Work order: Copy every line that holds the string "coffee" from the data below.

### Records for processing ###

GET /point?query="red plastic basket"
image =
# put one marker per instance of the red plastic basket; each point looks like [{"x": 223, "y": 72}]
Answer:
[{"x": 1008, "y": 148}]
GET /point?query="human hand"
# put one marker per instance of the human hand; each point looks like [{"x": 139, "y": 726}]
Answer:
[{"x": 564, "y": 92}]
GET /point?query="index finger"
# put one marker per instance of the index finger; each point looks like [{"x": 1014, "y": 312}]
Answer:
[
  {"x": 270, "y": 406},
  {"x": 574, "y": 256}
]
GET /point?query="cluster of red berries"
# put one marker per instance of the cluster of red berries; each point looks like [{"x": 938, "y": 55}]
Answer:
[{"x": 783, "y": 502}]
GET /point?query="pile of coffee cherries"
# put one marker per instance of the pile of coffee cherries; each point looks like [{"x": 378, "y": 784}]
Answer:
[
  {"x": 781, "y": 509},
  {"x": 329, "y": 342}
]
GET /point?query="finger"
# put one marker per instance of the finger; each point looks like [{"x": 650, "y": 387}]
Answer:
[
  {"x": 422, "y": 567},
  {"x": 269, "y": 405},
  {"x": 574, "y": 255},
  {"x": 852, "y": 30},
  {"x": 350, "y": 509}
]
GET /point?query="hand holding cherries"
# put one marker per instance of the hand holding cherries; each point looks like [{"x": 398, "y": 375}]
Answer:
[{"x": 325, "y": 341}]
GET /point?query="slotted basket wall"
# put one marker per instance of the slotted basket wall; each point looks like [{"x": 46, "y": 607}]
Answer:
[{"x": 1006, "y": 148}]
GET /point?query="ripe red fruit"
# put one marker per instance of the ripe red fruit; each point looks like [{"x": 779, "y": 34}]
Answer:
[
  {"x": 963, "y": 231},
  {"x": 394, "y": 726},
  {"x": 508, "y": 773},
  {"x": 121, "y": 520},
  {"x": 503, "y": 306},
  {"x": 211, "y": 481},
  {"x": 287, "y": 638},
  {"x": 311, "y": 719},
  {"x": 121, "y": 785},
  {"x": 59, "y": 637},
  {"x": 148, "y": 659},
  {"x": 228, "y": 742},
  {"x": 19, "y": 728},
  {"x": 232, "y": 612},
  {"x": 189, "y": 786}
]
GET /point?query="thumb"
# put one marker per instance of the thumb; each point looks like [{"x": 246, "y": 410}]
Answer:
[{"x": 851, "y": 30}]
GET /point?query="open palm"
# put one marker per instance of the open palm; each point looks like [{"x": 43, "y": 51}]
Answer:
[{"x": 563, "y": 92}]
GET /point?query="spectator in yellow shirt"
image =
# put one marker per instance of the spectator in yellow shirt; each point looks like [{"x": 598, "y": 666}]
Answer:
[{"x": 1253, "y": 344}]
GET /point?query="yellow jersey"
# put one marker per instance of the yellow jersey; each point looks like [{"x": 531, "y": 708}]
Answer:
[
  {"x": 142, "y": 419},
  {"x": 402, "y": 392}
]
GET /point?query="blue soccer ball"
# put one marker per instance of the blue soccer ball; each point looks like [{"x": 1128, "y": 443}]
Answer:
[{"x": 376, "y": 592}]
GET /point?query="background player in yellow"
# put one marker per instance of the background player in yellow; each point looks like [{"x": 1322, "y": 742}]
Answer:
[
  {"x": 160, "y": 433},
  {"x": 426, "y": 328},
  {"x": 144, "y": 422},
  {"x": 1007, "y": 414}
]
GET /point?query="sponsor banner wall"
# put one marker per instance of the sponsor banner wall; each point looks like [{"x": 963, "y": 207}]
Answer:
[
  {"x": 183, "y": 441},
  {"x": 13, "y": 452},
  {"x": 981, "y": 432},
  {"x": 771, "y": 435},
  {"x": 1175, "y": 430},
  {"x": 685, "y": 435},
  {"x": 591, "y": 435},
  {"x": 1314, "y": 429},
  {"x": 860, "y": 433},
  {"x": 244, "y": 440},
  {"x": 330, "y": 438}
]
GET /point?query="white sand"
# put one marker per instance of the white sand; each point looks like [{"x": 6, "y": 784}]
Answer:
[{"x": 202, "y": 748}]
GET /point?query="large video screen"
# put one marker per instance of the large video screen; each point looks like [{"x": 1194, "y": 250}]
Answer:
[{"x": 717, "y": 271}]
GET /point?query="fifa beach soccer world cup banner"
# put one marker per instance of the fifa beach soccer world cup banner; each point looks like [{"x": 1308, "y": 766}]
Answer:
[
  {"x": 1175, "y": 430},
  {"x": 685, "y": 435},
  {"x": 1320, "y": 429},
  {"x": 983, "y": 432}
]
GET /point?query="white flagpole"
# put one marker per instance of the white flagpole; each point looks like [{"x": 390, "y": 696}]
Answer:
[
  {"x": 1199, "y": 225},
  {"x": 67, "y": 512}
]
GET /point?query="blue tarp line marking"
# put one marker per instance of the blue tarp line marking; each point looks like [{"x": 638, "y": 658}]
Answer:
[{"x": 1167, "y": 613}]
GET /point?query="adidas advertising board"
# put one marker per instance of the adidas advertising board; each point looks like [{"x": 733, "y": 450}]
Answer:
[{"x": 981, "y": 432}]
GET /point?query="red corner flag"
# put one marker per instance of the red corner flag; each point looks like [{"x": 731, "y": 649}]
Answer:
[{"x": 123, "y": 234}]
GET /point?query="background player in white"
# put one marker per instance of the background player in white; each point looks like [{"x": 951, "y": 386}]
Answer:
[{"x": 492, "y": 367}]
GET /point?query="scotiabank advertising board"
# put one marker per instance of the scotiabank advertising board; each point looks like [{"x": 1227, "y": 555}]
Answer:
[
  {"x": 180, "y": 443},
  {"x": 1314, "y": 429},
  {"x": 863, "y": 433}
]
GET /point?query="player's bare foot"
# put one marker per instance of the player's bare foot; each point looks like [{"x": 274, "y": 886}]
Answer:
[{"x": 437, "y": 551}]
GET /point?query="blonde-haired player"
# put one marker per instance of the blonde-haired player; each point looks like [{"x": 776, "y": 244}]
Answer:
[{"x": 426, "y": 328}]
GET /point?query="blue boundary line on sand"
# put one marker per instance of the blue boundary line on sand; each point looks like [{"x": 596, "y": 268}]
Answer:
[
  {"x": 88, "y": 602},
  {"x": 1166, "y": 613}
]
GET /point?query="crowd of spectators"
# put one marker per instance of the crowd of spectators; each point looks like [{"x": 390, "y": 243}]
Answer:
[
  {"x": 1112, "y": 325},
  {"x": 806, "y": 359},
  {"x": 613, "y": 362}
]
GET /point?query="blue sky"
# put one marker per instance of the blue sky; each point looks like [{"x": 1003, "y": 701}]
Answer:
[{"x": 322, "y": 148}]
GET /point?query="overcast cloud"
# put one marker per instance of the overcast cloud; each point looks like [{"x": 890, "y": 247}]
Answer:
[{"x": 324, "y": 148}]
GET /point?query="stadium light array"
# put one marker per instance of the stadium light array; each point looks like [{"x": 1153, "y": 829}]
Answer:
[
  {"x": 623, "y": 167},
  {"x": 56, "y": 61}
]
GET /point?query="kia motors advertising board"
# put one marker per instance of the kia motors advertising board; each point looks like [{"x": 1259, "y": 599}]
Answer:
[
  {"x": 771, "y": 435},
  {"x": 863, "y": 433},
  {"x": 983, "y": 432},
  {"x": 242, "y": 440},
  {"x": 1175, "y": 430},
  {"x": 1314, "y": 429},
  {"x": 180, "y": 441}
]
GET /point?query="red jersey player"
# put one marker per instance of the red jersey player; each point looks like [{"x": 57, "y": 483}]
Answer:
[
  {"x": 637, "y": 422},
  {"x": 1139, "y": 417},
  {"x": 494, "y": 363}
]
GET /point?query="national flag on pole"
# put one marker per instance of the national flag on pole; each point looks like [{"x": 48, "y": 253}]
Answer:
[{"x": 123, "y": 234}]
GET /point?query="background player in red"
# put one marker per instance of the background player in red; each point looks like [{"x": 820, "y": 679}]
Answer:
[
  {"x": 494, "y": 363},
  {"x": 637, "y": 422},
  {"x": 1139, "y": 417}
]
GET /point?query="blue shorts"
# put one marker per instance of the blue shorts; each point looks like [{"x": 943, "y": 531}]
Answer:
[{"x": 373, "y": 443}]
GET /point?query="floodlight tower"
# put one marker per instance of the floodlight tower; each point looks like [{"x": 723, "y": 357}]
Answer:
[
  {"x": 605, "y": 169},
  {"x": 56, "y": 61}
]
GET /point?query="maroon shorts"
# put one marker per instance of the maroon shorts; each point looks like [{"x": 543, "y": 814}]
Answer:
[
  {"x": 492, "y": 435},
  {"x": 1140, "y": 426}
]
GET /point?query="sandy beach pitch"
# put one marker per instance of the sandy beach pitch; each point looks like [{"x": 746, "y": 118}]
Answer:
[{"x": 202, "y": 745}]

###

Response below:
GET /point?query="pile of coffee cherries"
# put one marker per instance of the pile of coffee cherries; each point looks like [{"x": 378, "y": 784}]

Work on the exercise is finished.